__PROBLEM REQUIREMENTS__:
What follows is a set of records, each of which is to be written out exactly.

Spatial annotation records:
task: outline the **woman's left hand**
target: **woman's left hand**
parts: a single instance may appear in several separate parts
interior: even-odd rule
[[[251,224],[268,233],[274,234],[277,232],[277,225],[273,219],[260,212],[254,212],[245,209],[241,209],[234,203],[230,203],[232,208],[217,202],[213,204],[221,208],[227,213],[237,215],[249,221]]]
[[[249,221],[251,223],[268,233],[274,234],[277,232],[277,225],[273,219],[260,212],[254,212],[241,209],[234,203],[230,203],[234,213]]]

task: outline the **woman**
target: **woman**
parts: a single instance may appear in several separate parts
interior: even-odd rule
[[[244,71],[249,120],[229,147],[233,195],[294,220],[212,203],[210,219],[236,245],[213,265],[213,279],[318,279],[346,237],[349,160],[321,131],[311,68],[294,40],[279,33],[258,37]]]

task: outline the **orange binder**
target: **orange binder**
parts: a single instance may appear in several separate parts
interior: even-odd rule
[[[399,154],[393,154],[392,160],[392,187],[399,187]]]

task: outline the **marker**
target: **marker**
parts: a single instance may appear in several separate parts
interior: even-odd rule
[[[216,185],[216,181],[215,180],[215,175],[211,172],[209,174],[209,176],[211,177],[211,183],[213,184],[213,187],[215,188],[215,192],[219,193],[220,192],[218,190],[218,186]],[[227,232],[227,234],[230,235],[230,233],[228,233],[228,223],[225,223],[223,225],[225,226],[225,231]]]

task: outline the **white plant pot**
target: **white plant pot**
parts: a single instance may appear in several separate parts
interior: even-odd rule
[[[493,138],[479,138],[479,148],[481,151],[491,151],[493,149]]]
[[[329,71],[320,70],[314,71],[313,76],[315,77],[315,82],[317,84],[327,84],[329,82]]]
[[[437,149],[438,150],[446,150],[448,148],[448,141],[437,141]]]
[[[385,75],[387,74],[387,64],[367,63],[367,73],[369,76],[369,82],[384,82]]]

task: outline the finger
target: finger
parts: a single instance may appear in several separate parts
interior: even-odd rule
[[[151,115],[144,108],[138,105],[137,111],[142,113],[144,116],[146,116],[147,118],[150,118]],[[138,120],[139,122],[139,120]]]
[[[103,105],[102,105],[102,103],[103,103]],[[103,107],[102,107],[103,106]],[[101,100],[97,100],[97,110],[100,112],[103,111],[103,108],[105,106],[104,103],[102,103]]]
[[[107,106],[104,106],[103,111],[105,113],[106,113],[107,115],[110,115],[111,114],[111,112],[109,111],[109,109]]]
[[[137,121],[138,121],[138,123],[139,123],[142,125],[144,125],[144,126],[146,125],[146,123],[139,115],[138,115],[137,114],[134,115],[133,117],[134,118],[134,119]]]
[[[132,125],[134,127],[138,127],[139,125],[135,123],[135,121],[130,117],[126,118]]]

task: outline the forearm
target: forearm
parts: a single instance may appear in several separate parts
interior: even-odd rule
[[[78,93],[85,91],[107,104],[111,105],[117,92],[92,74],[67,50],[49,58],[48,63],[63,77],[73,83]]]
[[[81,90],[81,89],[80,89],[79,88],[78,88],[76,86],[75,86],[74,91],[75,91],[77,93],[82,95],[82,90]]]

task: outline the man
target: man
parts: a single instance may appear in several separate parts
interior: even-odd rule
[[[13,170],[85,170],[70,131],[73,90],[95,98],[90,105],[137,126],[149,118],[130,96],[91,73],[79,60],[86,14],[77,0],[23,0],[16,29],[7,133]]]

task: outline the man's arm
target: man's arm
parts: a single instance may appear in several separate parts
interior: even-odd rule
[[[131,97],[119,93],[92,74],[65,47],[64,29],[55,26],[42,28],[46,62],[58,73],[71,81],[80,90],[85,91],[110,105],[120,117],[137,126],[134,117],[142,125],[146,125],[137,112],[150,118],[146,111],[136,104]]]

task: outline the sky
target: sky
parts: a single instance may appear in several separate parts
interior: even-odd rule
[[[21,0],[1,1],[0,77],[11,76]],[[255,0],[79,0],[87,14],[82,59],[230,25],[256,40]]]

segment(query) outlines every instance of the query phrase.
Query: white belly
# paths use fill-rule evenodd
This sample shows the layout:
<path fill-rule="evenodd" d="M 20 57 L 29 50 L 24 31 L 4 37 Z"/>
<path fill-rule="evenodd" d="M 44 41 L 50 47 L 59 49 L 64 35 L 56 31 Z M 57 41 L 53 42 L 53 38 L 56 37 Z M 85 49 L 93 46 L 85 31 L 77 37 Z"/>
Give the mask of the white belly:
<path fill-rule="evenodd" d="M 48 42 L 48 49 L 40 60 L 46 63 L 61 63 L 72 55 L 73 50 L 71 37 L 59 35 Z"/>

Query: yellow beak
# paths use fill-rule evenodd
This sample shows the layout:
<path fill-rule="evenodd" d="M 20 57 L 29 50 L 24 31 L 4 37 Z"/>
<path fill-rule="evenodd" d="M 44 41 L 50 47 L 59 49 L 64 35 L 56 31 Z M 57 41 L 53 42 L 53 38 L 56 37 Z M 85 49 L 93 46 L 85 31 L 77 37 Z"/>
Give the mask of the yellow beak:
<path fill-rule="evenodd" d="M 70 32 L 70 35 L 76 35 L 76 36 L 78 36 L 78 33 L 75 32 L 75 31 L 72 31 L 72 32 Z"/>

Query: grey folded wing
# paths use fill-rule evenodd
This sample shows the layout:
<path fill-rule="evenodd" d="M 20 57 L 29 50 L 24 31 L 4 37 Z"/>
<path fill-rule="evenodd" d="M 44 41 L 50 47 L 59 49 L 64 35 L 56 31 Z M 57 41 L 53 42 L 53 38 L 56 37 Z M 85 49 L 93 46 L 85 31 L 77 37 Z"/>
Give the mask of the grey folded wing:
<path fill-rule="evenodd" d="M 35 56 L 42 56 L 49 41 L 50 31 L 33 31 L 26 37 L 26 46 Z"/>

__OUTPUT BELOW__:
task: outline the **woman's left hand**
target: **woman's left hand**
parts: a single instance may appear in several separate parts
interior: even-odd rule
[[[251,224],[268,233],[274,234],[277,232],[277,225],[273,219],[260,212],[254,212],[245,209],[241,209],[234,203],[230,203],[232,208],[217,202],[213,204],[221,208],[227,213],[237,215],[249,221]]]
[[[249,221],[251,223],[268,233],[274,234],[277,232],[277,225],[273,219],[260,212],[254,212],[241,209],[234,203],[230,203],[234,213]]]

task: outline the **woman**
target: **woman**
parts: a single instance may appear in several separate parts
interior: even-odd rule
[[[244,71],[249,120],[229,147],[233,195],[294,220],[212,203],[210,219],[236,245],[213,265],[213,279],[318,279],[346,237],[349,160],[321,131],[311,68],[294,40],[279,33],[258,37]]]

task: outline the **orange binder**
target: **orange binder**
parts: a single instance may appear in several separate parts
interior: even-odd rule
[[[399,154],[393,154],[392,160],[392,187],[399,187]]]

task: outline the **marker**
target: **marker**
parts: a single instance may appear in several separate parts
interior: even-odd rule
[[[216,185],[216,181],[215,180],[215,175],[211,172],[209,174],[209,176],[211,177],[211,183],[213,184],[213,187],[215,188],[215,192],[219,193],[220,192],[218,190],[218,186]],[[227,232],[227,234],[230,235],[230,233],[228,233],[228,223],[225,223],[223,225],[225,226],[225,231]]]

task: outline the **white plant pot**
target: **white plant pot**
parts: a single instance may appear in several separate parts
interior: even-odd rule
[[[493,138],[479,138],[479,148],[481,151],[491,151],[493,149]]]
[[[329,71],[320,70],[314,71],[313,76],[315,77],[315,82],[317,84],[327,84],[329,82]]]
[[[437,149],[438,150],[446,150],[448,148],[448,141],[437,141]]]
[[[385,75],[387,74],[387,64],[367,63],[367,73],[369,76],[369,82],[384,82]]]

task: outline the finger
target: finger
parts: a single instance may appear in several separate parts
interior: even-odd rule
[[[151,115],[144,108],[138,105],[137,111],[142,113],[144,116],[146,116],[147,118],[150,118]],[[138,120],[139,122],[139,120]]]
[[[103,105],[102,105],[102,103],[103,103]],[[103,107],[102,107],[103,106]],[[101,100],[97,100],[97,110],[100,112],[103,111],[103,108],[105,106],[104,103],[102,103]]]
[[[107,106],[104,106],[103,111],[105,113],[106,113],[107,115],[110,115],[111,114],[111,112],[109,111],[109,109]]]
[[[137,121],[138,121],[138,123],[139,123],[142,125],[144,125],[144,126],[146,125],[146,123],[139,115],[138,115],[137,114],[134,115],[133,117],[134,118],[134,119]]]
[[[132,125],[134,127],[138,127],[139,125],[135,123],[135,121],[130,117],[126,118]]]

task: outline the forearm
target: forearm
parts: a single instance may appear in several separate parts
interior: even-odd rule
[[[78,93],[85,91],[107,104],[111,105],[117,92],[92,74],[67,50],[49,58],[48,63],[63,77],[73,83]]]
[[[81,90],[81,89],[80,89],[79,88],[78,88],[76,86],[75,86],[74,91],[75,91],[77,93],[82,95],[82,90]]]

task: outline the man
target: man
parts: a single instance may appear in several separate parts
interior: even-odd rule
[[[13,170],[85,170],[70,131],[73,90],[95,98],[90,105],[137,126],[149,118],[130,96],[91,73],[79,60],[86,14],[77,0],[23,0],[16,29],[7,133]]]

task: outline the man's arm
target: man's arm
parts: a single instance may appear in several separate parts
interior: even-odd rule
[[[131,97],[119,93],[92,74],[65,47],[64,29],[55,26],[42,28],[46,62],[58,73],[71,81],[80,90],[85,91],[110,105],[120,117],[137,126],[134,117],[142,125],[146,125],[137,112],[150,118],[146,111],[136,104]]]

task: outline the sky
target: sky
parts: a single instance may appear in several separate parts
interior: even-odd rule
[[[21,0],[1,1],[0,77],[11,76]],[[255,0],[79,0],[87,14],[82,59],[230,25],[256,40]]]

segment(query) outlines every instance of the query phrase.
Query: white belly
# paths use fill-rule evenodd
This sample shows the layout:
<path fill-rule="evenodd" d="M 20 57 L 29 50 L 24 31 L 4 37 Z"/>
<path fill-rule="evenodd" d="M 44 41 L 50 47 L 59 49 L 64 35 L 56 31 Z M 57 41 L 53 42 L 53 38 L 56 37 Z M 85 49 L 93 46 L 85 31 L 77 37 Z"/>
Give the mask of the white belly:
<path fill-rule="evenodd" d="M 48 42 L 48 49 L 40 60 L 46 63 L 61 63 L 72 55 L 73 50 L 71 37 L 59 35 Z"/>

Query: yellow beak
# paths use fill-rule evenodd
This sample shows the layout:
<path fill-rule="evenodd" d="M 20 57 L 29 50 L 24 31 L 4 37 Z"/>
<path fill-rule="evenodd" d="M 44 41 L 50 47 L 59 49 L 64 35 L 56 31 Z M 57 41 L 53 42 L 53 38 L 56 37 Z M 85 49 L 93 46 L 85 31 L 77 37 Z"/>
Give the mask of the yellow beak:
<path fill-rule="evenodd" d="M 70 32 L 70 35 L 76 35 L 76 36 L 78 36 L 78 33 L 75 32 L 75 31 L 72 31 L 72 32 Z"/>

Query: grey folded wing
# paths use fill-rule evenodd
This sample shows the layout:
<path fill-rule="evenodd" d="M 20 57 L 29 50 L 24 31 L 4 37 Z"/>
<path fill-rule="evenodd" d="M 44 41 L 50 47 L 59 49 L 64 35 L 56 31 Z M 57 41 L 53 42 L 53 38 L 56 37 Z M 85 49 L 93 46 L 85 31 L 77 37 Z"/>
Give the mask of the grey folded wing:
<path fill-rule="evenodd" d="M 35 56 L 42 56 L 49 41 L 50 31 L 33 31 L 26 37 L 26 46 Z"/>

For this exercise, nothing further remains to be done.